START Dataset entries

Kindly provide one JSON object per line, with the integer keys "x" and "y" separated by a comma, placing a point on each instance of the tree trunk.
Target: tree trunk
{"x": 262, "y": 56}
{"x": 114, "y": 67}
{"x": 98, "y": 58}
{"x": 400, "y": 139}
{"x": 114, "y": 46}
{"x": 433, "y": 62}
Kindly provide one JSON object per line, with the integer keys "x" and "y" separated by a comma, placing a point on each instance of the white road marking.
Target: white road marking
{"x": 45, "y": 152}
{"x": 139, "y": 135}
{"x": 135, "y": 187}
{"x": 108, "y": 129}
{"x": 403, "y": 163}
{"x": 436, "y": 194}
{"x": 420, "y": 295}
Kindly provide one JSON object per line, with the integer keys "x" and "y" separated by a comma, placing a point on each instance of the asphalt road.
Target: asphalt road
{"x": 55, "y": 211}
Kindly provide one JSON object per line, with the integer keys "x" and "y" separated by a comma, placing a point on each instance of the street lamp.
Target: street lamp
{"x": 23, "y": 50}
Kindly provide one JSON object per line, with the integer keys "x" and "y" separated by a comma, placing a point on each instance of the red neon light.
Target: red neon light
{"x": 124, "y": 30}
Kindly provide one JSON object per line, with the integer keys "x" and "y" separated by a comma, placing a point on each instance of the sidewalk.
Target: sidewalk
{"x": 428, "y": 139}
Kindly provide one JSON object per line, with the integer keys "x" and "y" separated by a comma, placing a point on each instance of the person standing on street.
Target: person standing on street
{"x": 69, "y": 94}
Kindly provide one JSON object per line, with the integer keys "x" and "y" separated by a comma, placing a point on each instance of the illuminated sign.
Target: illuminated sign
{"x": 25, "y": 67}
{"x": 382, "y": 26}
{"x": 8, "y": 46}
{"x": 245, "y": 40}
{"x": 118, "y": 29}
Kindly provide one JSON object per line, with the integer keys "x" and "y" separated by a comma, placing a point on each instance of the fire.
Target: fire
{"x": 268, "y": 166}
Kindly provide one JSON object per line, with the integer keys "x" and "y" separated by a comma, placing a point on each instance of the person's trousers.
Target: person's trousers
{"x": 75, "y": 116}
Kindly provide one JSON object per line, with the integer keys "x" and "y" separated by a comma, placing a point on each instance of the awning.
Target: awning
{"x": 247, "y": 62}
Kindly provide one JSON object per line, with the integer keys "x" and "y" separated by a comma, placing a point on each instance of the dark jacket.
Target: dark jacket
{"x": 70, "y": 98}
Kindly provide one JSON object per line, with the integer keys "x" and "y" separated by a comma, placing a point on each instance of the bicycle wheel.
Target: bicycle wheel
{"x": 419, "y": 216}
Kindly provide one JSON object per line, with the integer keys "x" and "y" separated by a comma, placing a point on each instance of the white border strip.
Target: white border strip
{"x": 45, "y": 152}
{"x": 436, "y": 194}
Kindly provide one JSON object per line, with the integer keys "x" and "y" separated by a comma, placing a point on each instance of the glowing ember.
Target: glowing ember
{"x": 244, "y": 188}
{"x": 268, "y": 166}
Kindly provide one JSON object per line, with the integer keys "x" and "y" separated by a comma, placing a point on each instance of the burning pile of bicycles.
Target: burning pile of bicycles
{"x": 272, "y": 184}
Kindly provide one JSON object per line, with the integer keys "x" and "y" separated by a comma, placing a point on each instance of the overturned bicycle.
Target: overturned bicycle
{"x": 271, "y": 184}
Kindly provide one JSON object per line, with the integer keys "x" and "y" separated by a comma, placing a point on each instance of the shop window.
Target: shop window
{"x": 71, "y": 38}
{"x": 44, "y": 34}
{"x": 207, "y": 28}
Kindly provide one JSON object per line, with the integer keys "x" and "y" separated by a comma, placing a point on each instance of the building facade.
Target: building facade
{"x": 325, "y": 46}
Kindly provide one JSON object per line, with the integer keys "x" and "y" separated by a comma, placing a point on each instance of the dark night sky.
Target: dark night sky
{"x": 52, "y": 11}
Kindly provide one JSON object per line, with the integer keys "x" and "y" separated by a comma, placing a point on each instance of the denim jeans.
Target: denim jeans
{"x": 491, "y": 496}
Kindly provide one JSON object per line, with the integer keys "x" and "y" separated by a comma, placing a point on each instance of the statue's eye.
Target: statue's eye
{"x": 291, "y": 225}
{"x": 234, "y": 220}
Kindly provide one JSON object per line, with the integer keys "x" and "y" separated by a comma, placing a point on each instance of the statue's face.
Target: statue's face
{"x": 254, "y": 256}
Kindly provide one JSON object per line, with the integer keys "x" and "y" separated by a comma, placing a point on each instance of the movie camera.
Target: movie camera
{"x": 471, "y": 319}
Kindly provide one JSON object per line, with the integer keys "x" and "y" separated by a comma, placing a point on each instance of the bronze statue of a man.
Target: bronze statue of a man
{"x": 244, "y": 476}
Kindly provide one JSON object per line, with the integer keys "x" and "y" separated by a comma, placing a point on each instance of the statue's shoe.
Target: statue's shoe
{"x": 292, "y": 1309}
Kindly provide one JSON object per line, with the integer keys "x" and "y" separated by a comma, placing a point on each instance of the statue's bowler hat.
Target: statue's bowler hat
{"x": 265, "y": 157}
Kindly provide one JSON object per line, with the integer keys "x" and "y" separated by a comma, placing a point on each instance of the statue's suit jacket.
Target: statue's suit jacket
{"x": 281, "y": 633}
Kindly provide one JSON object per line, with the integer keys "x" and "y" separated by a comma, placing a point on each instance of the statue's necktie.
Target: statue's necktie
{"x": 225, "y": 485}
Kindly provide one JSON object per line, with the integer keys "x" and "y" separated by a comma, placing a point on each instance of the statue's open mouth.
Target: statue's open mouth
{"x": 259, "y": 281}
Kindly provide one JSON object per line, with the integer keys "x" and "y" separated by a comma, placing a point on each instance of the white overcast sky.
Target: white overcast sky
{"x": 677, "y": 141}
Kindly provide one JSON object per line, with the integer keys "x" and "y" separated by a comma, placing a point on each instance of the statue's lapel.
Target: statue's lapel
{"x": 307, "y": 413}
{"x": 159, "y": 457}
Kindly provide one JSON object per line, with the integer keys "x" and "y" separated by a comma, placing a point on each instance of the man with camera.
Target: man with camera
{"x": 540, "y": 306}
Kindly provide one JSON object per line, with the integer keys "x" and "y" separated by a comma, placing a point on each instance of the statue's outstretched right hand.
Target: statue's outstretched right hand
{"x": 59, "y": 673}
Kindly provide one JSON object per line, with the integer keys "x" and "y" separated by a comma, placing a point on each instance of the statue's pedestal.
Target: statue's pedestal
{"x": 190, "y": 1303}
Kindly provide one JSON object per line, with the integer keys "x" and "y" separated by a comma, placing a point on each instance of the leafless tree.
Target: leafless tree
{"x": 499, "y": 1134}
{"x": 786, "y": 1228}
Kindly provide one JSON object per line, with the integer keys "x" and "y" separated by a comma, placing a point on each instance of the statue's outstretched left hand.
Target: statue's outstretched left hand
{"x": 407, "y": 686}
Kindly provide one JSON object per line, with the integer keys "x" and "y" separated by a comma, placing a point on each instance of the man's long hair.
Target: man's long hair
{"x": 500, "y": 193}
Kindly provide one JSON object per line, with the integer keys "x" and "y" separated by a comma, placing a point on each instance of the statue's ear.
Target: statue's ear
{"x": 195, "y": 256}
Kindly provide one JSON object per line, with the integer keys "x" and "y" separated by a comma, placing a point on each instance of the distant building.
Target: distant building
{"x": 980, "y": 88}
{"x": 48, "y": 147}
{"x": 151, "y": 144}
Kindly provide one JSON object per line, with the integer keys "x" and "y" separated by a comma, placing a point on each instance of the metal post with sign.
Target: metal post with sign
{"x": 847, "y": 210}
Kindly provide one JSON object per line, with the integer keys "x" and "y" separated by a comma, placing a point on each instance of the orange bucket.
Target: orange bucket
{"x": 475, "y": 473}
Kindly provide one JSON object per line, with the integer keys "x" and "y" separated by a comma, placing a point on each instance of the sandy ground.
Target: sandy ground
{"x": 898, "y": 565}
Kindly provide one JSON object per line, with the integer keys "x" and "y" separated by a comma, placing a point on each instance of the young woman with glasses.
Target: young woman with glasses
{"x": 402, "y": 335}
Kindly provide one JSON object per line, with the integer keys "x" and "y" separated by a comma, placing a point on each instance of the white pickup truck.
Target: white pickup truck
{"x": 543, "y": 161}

END Dataset entries

• **Exercise aim**:
Beginning with the opening line above, retype the records exactly through the line with "white road marking.", both ends included.

• **Your solution**:
Kindly provide one JSON object per line, with the integer keys "x" and "y" separated by a comma, placing a point on each instance of the tree trunk.
Target: tree trunk
{"x": 262, "y": 56}
{"x": 114, "y": 67}
{"x": 98, "y": 58}
{"x": 400, "y": 139}
{"x": 114, "y": 46}
{"x": 433, "y": 62}
Kindly provide one JSON object per line, with the integer keys "x" and "y" separated by a comma, placing a point on each instance of the white road marking.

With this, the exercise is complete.